EXERCISE DATA:
Begin
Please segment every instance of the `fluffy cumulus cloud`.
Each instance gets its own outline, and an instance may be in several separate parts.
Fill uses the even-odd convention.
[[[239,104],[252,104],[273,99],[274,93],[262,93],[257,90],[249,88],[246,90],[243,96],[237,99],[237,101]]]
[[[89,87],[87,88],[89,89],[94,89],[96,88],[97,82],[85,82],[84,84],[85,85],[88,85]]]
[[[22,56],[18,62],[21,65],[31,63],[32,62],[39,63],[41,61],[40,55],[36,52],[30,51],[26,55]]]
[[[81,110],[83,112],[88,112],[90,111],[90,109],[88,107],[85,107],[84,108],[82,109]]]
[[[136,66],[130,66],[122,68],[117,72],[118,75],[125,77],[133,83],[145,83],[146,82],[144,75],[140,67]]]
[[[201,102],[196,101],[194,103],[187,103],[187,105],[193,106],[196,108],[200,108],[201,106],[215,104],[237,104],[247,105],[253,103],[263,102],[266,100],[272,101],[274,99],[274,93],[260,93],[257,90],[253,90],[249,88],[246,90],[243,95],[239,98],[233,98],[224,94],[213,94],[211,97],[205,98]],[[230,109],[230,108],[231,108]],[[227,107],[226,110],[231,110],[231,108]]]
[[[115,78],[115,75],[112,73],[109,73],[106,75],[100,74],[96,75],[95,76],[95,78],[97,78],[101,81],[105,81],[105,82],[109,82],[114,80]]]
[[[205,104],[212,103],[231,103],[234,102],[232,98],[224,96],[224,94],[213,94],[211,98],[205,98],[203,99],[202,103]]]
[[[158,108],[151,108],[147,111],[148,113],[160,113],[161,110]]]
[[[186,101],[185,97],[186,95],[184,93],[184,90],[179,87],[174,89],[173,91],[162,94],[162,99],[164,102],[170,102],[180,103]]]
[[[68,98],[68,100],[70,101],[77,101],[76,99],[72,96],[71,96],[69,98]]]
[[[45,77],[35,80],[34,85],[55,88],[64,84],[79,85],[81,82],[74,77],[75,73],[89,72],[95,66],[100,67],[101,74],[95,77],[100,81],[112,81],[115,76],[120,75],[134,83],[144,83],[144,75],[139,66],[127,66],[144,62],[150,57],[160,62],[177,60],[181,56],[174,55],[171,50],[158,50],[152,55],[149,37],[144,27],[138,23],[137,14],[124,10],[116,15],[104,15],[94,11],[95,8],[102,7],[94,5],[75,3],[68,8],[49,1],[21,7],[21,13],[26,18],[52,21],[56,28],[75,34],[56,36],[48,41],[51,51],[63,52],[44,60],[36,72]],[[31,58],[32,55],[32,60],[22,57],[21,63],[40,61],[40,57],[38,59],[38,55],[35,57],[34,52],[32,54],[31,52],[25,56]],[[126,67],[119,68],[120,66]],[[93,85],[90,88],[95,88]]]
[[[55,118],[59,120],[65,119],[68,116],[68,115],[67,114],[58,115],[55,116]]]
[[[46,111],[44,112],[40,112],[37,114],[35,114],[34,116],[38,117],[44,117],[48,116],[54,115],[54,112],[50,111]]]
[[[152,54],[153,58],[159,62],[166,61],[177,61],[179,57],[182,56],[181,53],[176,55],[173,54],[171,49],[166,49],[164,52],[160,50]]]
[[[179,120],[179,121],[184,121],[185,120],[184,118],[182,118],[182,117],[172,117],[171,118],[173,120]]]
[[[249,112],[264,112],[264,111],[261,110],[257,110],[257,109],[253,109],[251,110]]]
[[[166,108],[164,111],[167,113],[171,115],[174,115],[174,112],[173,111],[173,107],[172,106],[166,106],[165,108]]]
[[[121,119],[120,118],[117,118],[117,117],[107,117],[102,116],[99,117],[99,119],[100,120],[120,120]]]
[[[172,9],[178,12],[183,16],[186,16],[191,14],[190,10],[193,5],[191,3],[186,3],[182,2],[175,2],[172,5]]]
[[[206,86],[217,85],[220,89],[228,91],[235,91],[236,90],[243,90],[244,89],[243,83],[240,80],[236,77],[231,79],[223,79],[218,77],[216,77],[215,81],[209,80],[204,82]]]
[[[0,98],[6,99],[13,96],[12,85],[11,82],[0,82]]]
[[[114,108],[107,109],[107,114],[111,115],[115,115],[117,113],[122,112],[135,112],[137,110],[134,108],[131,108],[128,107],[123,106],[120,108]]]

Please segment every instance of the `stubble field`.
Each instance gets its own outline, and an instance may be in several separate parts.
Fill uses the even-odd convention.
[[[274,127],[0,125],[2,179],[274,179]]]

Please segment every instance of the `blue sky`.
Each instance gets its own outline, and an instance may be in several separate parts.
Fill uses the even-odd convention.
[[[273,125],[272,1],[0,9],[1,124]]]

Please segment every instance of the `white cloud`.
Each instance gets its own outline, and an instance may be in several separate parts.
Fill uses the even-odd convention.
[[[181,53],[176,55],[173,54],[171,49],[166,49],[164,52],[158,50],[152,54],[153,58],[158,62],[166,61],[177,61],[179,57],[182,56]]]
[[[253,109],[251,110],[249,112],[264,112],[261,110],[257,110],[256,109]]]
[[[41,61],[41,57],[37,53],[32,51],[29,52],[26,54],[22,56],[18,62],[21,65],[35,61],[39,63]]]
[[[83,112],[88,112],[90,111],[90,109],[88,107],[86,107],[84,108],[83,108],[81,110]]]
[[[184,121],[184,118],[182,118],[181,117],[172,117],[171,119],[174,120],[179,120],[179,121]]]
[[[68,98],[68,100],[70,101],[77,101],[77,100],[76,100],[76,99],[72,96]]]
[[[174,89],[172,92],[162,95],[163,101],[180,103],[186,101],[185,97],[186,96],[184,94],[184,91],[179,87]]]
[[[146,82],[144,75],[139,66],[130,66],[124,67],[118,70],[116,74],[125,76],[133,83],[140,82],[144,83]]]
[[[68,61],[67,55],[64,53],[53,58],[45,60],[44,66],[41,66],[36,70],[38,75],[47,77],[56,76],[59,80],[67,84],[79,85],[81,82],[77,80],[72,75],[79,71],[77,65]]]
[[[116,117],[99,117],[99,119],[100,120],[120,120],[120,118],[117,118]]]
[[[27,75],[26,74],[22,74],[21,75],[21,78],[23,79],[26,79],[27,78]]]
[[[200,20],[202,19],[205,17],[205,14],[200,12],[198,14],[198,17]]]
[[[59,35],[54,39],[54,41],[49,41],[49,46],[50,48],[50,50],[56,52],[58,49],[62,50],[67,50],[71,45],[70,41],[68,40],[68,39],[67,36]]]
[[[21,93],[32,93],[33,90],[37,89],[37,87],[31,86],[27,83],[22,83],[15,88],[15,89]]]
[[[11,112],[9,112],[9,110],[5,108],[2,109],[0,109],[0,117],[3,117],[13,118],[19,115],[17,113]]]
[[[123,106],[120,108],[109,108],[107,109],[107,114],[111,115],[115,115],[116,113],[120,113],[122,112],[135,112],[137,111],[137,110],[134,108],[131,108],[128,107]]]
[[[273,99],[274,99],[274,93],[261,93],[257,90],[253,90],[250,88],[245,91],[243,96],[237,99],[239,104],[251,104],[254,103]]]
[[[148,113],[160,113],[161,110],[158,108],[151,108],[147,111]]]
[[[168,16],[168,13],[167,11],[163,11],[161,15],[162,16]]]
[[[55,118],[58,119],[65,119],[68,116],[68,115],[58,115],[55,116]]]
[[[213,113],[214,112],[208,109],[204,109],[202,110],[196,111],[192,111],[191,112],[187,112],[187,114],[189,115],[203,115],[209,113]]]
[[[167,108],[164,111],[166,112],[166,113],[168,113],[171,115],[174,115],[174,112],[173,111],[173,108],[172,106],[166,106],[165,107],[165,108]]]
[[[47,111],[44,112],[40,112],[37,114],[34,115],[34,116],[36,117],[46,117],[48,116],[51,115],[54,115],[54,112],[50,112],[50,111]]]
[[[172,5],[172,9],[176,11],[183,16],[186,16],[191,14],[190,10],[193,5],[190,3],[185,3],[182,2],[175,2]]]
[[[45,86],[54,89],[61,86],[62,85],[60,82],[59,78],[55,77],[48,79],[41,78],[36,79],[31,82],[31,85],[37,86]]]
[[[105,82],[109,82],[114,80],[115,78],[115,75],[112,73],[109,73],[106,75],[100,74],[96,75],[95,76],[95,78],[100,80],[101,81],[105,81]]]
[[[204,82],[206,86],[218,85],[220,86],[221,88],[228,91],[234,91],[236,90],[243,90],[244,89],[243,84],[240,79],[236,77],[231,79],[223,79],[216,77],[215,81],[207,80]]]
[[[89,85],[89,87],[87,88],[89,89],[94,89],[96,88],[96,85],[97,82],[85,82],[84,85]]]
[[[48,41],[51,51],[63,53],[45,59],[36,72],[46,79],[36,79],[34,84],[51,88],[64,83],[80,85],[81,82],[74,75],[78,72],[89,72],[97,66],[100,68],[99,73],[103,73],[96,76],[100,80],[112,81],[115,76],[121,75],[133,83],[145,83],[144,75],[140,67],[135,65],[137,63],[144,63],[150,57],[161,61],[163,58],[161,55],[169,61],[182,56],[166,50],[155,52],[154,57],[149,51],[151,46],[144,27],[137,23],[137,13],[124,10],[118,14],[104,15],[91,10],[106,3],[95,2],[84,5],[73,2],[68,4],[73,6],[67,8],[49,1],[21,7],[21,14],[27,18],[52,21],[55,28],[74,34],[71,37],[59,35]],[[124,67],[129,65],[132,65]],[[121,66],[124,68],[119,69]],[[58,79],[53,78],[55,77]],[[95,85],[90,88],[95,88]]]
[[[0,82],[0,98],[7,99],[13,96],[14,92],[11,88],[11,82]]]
End
TASK DESCRIPTION: List every line above that contains the string "cloud". Matching is case-sensitive.

EXERCISE OUTPUT:
Please segment every instance of the `fluffy cumulus cloud`.
Please segment every instance of the `white cloud`.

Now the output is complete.